_Required work_
Quote the GPU driver installation instructions word for word, starting with "Install drivers on" and going on through "LTS 64-bit image.".

Install drivers on the cloud server with the GPU
These are instructions with an example of installing drivers on a cloud server that is created from a pre-built Ubuntu 24.04 LTS 64-bit image.
You must install drivers for NVIDIA® GPUs on a cloud server with the GPU for stable operation.
If you have created a cloud server from a pre-built GPU-optimized image, the drivers are already installed, no additional installation is required. GPU-optimized pre-built images:
- Ubuntu 24.04 LTS 64-bit GPU driver;
- Ubuntu 24.04 LTS 64-bit CUDA 11.8 Docker;
- Ubuntu 24.04 LTS 64-bit CUDA 12.8 Docker;
- Ubuntu 22.04 LTS 64-bit GPU driver;
- Ubuntu 22.04 LTS 64-bit CUDA 11.8 Docker;
- Ubuntu 22.04 LTS 64-bit CUDA 12.8 Docker;
- Data Science VM (Ubuntu 22.04 LTS 64-bit);
- Data Analytics VM (Ubuntu 22.04 LTS 64-bit).

_Extracted information_

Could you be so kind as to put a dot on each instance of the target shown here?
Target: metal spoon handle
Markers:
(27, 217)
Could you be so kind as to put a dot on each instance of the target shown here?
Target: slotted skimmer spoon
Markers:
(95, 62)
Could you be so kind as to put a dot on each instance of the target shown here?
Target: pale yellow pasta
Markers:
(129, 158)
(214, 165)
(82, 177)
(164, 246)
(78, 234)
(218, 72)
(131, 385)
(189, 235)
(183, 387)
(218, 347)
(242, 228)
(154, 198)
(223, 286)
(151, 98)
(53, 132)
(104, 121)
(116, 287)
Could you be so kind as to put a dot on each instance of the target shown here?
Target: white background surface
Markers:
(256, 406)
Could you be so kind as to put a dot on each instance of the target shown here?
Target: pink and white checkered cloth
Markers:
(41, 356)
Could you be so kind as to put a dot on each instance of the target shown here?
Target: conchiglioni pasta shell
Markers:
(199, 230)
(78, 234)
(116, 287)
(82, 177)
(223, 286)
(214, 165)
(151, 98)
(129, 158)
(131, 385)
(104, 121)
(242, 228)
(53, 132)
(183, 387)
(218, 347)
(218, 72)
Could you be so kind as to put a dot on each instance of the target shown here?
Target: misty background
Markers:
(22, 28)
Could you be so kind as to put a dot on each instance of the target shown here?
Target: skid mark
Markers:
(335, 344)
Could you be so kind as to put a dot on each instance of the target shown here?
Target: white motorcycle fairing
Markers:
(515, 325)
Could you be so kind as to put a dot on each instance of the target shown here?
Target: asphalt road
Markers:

_Response below_
Install drivers on the cloud server with the GPU
These are instructions with an example of installing drivers on a cloud server that is created from a pre-built Ubuntu 24.04 LTS 64-bit image.